*** Opening of EXTRACTED INFORMATION ***

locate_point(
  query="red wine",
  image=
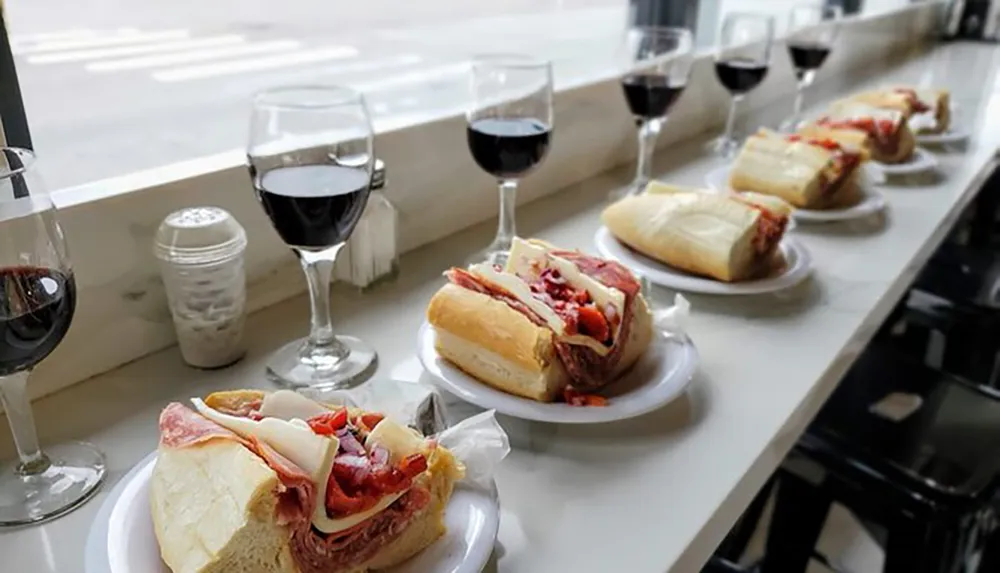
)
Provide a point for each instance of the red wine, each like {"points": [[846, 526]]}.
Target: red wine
{"points": [[650, 96], [508, 148], [740, 75], [36, 308], [313, 206], [807, 57]]}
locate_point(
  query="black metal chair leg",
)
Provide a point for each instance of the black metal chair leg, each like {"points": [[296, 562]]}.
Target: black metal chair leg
{"points": [[800, 510], [735, 544]]}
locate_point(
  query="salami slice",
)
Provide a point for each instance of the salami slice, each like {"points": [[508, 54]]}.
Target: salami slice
{"points": [[181, 427]]}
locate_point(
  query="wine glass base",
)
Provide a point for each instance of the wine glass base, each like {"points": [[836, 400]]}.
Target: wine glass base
{"points": [[298, 365], [76, 473]]}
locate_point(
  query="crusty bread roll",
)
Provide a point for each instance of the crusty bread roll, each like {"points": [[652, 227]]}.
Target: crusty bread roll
{"points": [[214, 505], [701, 233], [500, 347], [805, 175], [894, 147]]}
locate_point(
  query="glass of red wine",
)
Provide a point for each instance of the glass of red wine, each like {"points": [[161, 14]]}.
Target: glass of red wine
{"points": [[310, 157], [812, 30], [741, 63], [37, 301], [657, 63], [509, 128]]}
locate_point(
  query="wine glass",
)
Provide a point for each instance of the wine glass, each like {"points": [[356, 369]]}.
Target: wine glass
{"points": [[657, 63], [812, 29], [509, 128], [741, 63], [37, 300], [310, 157]]}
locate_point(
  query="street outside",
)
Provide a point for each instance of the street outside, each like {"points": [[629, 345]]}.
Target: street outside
{"points": [[114, 86]]}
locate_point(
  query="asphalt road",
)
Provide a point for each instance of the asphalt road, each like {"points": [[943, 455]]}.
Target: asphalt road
{"points": [[115, 86]]}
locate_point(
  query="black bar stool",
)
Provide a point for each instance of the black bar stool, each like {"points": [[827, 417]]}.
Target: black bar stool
{"points": [[927, 477]]}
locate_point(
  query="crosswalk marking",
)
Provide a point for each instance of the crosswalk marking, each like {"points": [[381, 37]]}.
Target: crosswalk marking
{"points": [[99, 41], [163, 60], [122, 51], [265, 63]]}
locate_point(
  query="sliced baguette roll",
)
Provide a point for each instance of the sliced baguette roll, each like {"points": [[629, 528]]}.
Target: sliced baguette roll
{"points": [[499, 346], [793, 171], [213, 507], [701, 233]]}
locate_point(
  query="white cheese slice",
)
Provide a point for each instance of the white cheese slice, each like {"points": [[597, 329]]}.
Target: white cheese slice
{"points": [[398, 439], [311, 452], [287, 405]]}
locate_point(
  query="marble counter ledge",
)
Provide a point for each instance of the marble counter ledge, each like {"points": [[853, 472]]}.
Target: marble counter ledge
{"points": [[659, 491]]}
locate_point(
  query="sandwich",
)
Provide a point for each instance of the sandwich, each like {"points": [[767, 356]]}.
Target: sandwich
{"points": [[807, 171], [254, 482], [928, 109], [730, 238], [888, 136], [550, 324]]}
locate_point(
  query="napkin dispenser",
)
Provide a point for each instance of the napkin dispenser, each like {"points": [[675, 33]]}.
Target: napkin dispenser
{"points": [[973, 20]]}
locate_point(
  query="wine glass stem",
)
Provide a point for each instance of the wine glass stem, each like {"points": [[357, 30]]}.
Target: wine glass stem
{"points": [[800, 96], [731, 120], [14, 397], [318, 266], [649, 130], [506, 226]]}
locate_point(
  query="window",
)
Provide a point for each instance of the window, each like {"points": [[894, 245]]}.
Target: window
{"points": [[126, 86]]}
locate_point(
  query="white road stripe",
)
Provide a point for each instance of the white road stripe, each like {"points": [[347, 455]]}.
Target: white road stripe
{"points": [[164, 60], [102, 53], [418, 76], [96, 42], [16, 39], [265, 63]]}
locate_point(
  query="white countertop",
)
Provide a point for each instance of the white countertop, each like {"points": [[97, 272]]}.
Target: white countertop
{"points": [[651, 494]]}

*** Close of EXTRACTED INFORMATION ***

Each entry above should be given again exactly, with its pictures omitted.

locate_point(
  query="red wine",
  image=
)
Provide a point for each instance of the red wine, each like {"points": [[846, 526]]}.
Target: red wine
{"points": [[650, 96], [508, 148], [740, 75], [36, 308], [313, 206], [807, 57]]}
locate_point(
  query="black metal chair leg",
)
Provide a point for each instance of the black metal chair leg, each like {"points": [[296, 562]]}.
Target: black metal chair leg
{"points": [[800, 510], [735, 544]]}
locate_point(
  query="salami slice",
)
Provide a point for each instance of the salami slice, each like {"points": [[508, 54]]}.
Target: salami slice
{"points": [[181, 427]]}
locate_point(
  query="wine glass base",
)
Provide a point for each instance of the wine glass base, each like {"points": [[836, 400]]}.
Target: wine glass base
{"points": [[298, 365], [76, 473]]}
locate_point(
  query="crusty bread roll",
)
Provide a point for each instance of the crusty bread roll, each like {"points": [[652, 227]]}.
Target: crusty bread roll
{"points": [[214, 505], [701, 233], [500, 347], [805, 175], [894, 147]]}
locate_point(
  query="glass of red wine",
)
Provide a point for each instance of the glass of red wine, each like {"points": [[161, 14]]}.
Target: glass of red wine
{"points": [[310, 157], [812, 30], [741, 63], [37, 301], [657, 63], [509, 128]]}
locate_point(
  query="wine glass",
)
Provide a point for each instance of the wine glass, each like {"points": [[356, 369]]}.
Target: wine glass
{"points": [[657, 63], [812, 29], [509, 128], [741, 63], [37, 300], [310, 157]]}
locate_point(
  query="street outside",
)
Provide a point for each instance of the street outside, each like {"points": [[629, 345]]}.
Target: street outside
{"points": [[114, 86]]}
locate_point(
  query="asphalt road",
)
Provide a point for each instance of the asphalt road, each like {"points": [[943, 455]]}.
Target: asphalt road
{"points": [[115, 86]]}
locate_point(
  query="black bar stool",
)
Provide a point for each instance of the black bar stool, each like {"points": [[827, 417]]}.
Target: black bar stool
{"points": [[927, 477]]}
locate_point(
  query="crosswalk marking",
)
Provide a point for each instance of the crosswalk marking, each like {"points": [[381, 37]]}.
Target: crosswalk marking
{"points": [[99, 41], [163, 60], [122, 51], [265, 63]]}
locate_point(
  query="sliced baguette roll",
)
Provide a point for each instance of the sliced baguette roll, each like {"points": [[629, 528]]}.
Target: sliced baguette roll
{"points": [[499, 346], [793, 171], [213, 507], [701, 233]]}
locate_point(
  query="white cheese slice",
)
Provide a point for each instance of the white cheese slice, each like {"points": [[597, 329]]}.
Target: white cheese slice
{"points": [[398, 439], [311, 452], [287, 405]]}
locate_point(
  query="marble counter ledge",
)
Provide a point for each instance of the marble counter ledge, each like {"points": [[853, 472]]}.
Target: marble counter ledge
{"points": [[659, 491]]}
locate_point(
  query="sandwich",
)
Provide a point for each instance of the sandwich, each like {"points": [[767, 356]]}.
Target: sandwich
{"points": [[807, 171], [254, 482], [928, 109], [730, 238], [888, 136], [550, 324]]}
locate_point(
  query="napkin dispenser",
)
Provide a point for each instance of the napkin dispenser, each like {"points": [[675, 33]]}.
Target: napkin dispenser
{"points": [[973, 20]]}
locate_point(
  query="wine glass stem",
)
Provide a point for each instance of the wine glass stem, each like {"points": [[357, 30]]}.
Target: wine glass stem
{"points": [[800, 96], [731, 120], [14, 397], [318, 266], [649, 130], [506, 226]]}
locate_point(
  query="window",
)
Provide a point for each instance of the window, each like {"points": [[894, 245]]}.
Target: window
{"points": [[126, 86]]}
locate_point(
  query="white road stripe",
)
Provide a point for each instance of the white road stripe, each like {"points": [[347, 455]]}.
Target: white road stripe
{"points": [[164, 60], [102, 53], [418, 76], [96, 42], [16, 39], [265, 63]]}
locate_point(
  query="white countertop",
)
Provide a point for each instance of the white countertop, each like {"points": [[97, 272]]}.
Target: white countertop
{"points": [[651, 494]]}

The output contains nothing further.